→ **Required work**:
[A] In the course video descriptions, which three Visual Studio windows are summarized once a project is created?
[B] Using the course video descriptions, explain in one to three sentences why a basic class library project is created in Visual Studio.
[C] Resume the course video descriptions after their last sentence.

───── Source passage ─────

This video covers the essential aspects of preparing your data for training. Data transformation concepts such as encoding and feature scaling are explored.

This video outlines how to download, install, and configure Visual Studio. If you already have Visual Studio running on your machine, you can configure it for Machine Learning in one of two ways:

1. Via the Visual Studio Installer, ensure that you have the correct workload. Alternatively,

2. Add the Model Builder Extension from inside Visual Studio.

This video shows you how to launch Visual Studio and create a basic class library project. In the next lesson, we'll add machine learning capability to this code library. This video also provides explanations about project templates, solutions, dynamically linked library files, and the .Net Framework. Once a project is created, this video provides a summary of the most important windows in the Visual Studio interface:

1. The Solution Explorer Window,

2. The Code Editor Window, and

3. The Output Window.

In this video, we are going to start with a very short, theoretical overview of the machine learning process. Thereafter, you will see how to easily add machine learning capability to the class library project that was created in the previous lesson. The Model Builder wizard will be started up, and you will be able to get a visual sense of how the Model Builder wizard automates most of the machine learning processes for you.

This video covers a few important concepts related to training a model. In particular, it covers algorithms, trainers, and evaluation metrics.

This video explores important concepts related to evaluating a trained model's performance. The concepts of underfitting and overfitting are covered in a non-technical manner (more technical explanations come later). Thereafter, the remaining steps in the Model Builder process are briefly discussed.

This video outlines the approach that we'll take for the practical machine learning exercise that will take place in this and the following four lessons. Thereafter, it will show you where to find datasets for machine-learning purposes. It will show you where to find the particular dataset that we'll use to train our model. The features and labels in this dataset are explored, along with a very basic overview of the concept of Exploratory Data Analysis. Thereafter, we return to Visual Studio and Model Builder, where we'll load our training data.

This video covers how to load and configure training data within Model Builder. The distinction between model validation and model testing is explored in detail. The important concept of k-fold cross-validation and its use as a technique to mitigate overfitting is also discussed.

───── Data excerpts ─────

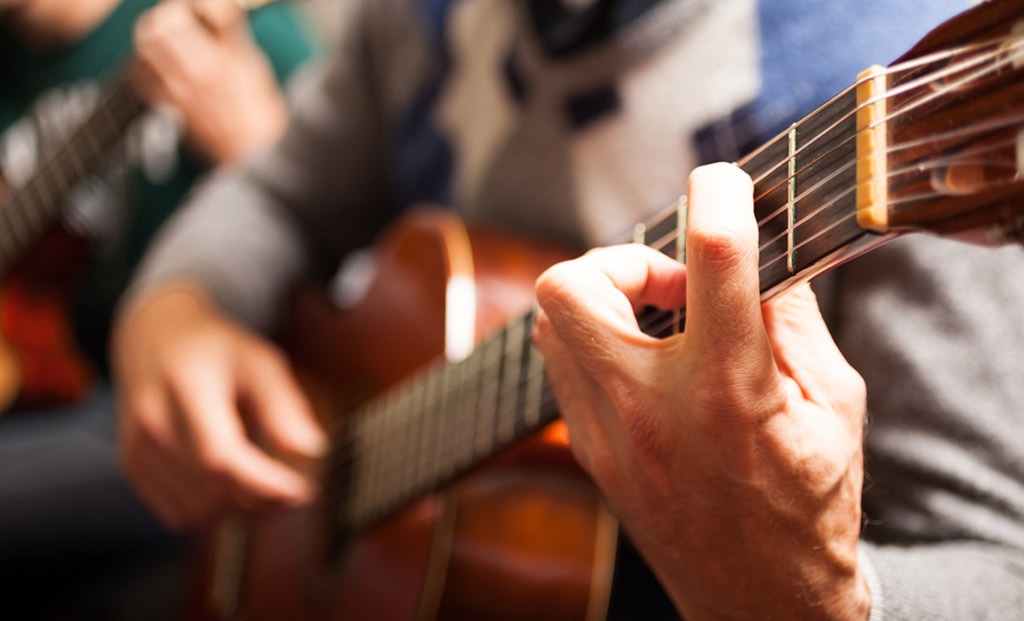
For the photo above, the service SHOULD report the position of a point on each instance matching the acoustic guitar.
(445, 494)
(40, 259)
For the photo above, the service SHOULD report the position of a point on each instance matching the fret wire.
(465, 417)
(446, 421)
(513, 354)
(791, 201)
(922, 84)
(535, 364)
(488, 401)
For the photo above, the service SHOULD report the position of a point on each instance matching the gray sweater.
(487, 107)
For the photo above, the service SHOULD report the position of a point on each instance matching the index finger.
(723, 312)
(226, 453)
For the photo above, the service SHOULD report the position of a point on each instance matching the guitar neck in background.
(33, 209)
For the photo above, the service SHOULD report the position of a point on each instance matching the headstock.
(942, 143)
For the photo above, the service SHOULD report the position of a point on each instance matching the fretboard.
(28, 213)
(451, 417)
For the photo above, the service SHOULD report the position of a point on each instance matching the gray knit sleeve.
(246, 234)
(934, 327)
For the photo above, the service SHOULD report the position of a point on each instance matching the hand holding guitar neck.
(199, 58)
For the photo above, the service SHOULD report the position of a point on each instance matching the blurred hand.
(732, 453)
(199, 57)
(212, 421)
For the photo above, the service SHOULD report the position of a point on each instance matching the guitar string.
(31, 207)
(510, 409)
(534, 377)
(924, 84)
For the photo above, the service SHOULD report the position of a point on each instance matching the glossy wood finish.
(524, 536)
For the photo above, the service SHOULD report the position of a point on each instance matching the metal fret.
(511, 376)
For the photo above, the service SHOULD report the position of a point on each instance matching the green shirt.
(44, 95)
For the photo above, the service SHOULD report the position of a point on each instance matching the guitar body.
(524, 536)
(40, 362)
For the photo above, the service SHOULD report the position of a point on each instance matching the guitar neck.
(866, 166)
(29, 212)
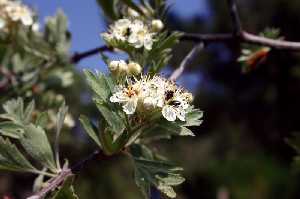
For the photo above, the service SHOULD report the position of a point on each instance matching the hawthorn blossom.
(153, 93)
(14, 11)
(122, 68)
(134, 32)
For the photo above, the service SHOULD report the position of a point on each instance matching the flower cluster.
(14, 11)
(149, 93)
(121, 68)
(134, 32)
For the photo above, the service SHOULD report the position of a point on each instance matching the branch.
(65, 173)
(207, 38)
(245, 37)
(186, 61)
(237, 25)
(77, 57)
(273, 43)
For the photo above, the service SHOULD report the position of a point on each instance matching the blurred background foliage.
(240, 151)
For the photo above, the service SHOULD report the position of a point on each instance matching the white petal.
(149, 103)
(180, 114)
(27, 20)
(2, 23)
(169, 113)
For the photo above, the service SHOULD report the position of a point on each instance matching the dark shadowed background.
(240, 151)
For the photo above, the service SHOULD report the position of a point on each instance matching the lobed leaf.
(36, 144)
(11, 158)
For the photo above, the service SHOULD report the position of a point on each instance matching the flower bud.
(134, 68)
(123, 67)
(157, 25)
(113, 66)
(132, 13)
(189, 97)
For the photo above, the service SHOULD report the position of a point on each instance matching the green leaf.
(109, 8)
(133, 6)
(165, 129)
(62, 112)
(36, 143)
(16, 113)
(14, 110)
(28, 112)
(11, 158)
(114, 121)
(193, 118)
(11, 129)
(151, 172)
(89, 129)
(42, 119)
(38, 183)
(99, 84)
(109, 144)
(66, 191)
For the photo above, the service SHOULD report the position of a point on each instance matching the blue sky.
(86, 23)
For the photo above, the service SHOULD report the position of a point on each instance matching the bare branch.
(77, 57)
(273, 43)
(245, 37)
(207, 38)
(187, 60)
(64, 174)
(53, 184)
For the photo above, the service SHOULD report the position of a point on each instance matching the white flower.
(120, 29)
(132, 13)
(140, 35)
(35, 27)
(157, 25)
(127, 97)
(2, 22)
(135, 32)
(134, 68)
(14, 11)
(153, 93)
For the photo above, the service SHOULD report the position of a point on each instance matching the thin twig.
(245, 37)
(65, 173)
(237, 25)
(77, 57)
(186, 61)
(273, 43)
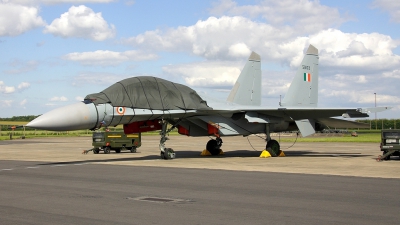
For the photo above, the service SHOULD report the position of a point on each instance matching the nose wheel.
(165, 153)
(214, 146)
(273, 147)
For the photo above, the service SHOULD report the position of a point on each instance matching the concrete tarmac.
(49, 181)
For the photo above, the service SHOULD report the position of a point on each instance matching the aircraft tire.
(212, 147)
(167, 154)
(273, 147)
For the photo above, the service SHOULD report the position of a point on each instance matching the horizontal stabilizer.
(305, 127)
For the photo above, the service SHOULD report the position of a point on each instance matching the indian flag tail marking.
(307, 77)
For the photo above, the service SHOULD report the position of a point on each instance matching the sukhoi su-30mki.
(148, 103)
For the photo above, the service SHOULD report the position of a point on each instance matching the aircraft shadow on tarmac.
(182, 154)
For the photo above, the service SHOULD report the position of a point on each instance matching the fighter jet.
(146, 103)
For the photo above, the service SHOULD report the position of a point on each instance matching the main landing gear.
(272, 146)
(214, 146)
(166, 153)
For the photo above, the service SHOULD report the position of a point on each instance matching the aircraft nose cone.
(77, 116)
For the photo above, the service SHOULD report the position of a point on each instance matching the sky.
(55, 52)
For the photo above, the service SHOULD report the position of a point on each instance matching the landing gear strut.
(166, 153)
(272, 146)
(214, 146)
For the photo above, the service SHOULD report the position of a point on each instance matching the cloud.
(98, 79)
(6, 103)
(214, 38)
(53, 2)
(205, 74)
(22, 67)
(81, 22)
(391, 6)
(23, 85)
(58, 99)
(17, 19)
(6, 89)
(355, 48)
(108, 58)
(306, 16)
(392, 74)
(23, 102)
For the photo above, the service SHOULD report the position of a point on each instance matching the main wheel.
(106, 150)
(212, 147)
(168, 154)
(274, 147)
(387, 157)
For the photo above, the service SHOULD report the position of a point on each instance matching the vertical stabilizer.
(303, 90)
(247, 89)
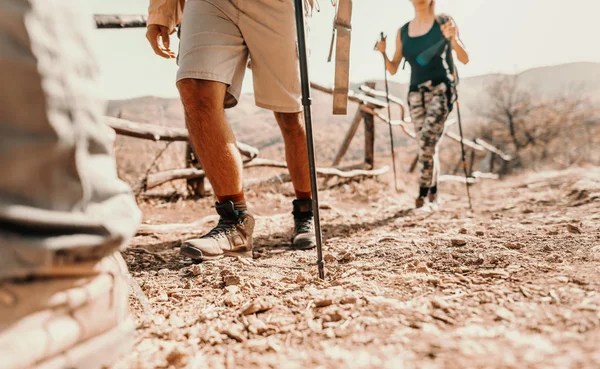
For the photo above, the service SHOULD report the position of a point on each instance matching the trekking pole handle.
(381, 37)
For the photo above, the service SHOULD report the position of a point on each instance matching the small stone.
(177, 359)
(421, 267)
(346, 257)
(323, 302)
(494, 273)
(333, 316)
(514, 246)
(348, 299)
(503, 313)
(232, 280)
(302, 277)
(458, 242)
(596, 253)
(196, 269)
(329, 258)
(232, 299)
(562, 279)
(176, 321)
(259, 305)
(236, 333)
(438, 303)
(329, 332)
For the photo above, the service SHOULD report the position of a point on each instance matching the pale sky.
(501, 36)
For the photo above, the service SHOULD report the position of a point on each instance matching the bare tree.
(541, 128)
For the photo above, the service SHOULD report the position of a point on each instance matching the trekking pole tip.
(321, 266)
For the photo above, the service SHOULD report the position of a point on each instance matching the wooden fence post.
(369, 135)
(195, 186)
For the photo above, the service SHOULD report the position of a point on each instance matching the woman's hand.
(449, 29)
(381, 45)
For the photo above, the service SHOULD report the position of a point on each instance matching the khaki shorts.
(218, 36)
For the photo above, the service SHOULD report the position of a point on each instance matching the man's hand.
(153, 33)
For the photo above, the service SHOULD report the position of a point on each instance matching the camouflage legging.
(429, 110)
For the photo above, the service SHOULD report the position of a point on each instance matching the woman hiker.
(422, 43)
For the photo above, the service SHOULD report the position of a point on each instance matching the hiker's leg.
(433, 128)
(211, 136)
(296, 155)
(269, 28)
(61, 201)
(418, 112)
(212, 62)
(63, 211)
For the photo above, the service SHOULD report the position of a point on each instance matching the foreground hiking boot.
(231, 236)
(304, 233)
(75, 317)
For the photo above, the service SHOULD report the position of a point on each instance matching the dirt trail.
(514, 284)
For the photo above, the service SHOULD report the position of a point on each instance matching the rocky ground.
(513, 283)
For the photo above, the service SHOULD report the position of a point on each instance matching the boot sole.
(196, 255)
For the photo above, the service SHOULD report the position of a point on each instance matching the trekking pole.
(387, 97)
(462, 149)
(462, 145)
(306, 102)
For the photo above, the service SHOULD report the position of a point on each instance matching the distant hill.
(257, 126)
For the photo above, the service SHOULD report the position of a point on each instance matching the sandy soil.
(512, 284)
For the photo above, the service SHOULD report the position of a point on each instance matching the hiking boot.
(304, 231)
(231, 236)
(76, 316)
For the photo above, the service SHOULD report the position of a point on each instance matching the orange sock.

─────
───── Data excerpts ─────

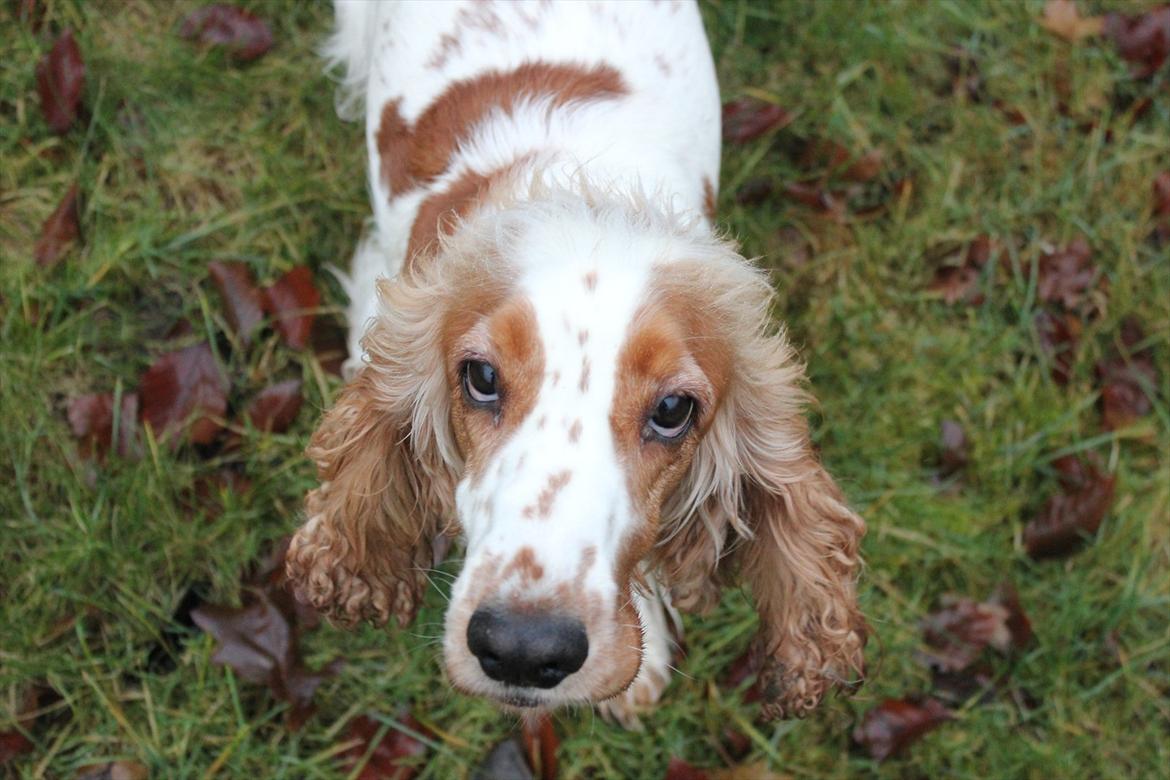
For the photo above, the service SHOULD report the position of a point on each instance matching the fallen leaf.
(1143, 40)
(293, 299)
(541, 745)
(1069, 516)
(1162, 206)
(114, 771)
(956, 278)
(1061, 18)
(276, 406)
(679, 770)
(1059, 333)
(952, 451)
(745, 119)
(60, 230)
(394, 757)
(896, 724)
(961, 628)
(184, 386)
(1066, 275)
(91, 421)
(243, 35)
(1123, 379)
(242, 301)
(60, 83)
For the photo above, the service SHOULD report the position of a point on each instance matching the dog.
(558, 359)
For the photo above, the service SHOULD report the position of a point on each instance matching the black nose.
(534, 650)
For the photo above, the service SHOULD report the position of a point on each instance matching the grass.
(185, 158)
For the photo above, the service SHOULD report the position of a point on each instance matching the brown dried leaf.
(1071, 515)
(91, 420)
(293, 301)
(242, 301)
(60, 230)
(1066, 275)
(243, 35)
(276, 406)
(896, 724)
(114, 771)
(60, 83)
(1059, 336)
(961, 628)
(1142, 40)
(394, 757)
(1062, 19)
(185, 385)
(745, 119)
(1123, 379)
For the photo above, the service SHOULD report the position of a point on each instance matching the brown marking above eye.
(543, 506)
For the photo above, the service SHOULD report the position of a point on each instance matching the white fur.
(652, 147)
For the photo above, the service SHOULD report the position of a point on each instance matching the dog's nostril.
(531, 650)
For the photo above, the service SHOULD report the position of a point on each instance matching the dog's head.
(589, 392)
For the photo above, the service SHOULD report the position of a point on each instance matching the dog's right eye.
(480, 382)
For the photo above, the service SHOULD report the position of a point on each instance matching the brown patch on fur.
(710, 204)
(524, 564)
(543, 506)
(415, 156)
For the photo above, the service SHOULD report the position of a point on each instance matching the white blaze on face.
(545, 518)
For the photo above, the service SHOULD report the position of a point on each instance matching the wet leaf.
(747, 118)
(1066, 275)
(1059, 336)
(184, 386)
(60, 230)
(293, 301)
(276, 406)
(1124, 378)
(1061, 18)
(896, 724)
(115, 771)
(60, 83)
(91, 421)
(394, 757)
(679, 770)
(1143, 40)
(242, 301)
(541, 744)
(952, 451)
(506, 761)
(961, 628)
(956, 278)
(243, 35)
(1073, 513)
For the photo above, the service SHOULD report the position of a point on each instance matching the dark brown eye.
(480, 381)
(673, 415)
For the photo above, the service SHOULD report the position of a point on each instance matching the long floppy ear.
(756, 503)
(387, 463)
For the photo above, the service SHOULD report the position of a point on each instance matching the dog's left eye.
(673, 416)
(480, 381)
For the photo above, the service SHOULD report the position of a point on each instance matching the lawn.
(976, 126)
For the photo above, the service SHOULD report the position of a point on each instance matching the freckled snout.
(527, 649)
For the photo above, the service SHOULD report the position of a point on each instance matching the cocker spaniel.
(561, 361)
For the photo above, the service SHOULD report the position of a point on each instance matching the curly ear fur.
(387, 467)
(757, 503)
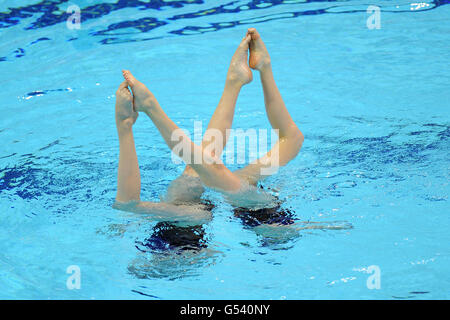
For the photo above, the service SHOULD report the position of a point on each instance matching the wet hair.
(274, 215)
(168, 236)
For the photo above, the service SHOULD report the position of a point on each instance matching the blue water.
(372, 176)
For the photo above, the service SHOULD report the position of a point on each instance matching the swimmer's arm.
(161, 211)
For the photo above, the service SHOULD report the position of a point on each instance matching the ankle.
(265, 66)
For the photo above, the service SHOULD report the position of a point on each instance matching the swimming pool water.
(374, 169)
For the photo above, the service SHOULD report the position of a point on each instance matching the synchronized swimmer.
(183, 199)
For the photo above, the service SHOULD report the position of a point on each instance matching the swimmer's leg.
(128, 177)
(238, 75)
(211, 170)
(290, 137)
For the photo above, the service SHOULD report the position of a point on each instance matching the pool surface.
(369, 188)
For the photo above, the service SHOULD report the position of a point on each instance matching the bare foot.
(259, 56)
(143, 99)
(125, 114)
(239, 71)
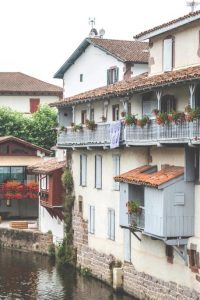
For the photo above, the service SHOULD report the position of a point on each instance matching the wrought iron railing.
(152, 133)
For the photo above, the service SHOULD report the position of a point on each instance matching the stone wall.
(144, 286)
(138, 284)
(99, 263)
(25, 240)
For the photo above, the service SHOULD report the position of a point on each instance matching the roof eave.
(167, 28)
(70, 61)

─────

→ **Results of the exercise**:
[A] The Solution Explorer Window, the Code Editor Window, and the Output Window.

[B] The class library project is created so that machine learning capability can be added to it in the next lesson. In that lesson, the Model Builder wizard is started to add that capability to the project.

[C]
This lesson covers the different training options that you can choose from within Model Builder. This includes things like training time and evaluation metrics. The choice of evaluation metrics then leads to a more technical discussion of what it means for a model to be overfitted to training data. The importance of having the optimal evaluation metric for both the training and test data sets is emphasized.

In this video, you finally see the machine learning training process in action. Background processes such as cross-validation, early stopping, and regularization are discussed to explain how Model Builder mitigates overfitting. The trained model is used to predict labels, and some of the limitations of the Model Builder Evaluate GUI are covered.

This video discusses why the trained model predicts some labels better than others. It explores the statistical distribution of the training data set and explains two important regression-related evaluation metrics - R-Squared and RMSE. The impact of these metrics on a trained model's performance is explained.

In this lesson, you will see how to consume your trained model in a console application. You will see how to run your console application inside Visual Studio to make a prediction based on the trained model it is consuming. Thereafter, we train another model using just a training subset of the original data. This model is then consumed in a separate console application. The auto-generated code for the new console application is then extended to test the model against a separate test data set and to determine the evaluation metric for the test data set. We are then able to conclude whether the trained model was overfitted to the training data or not.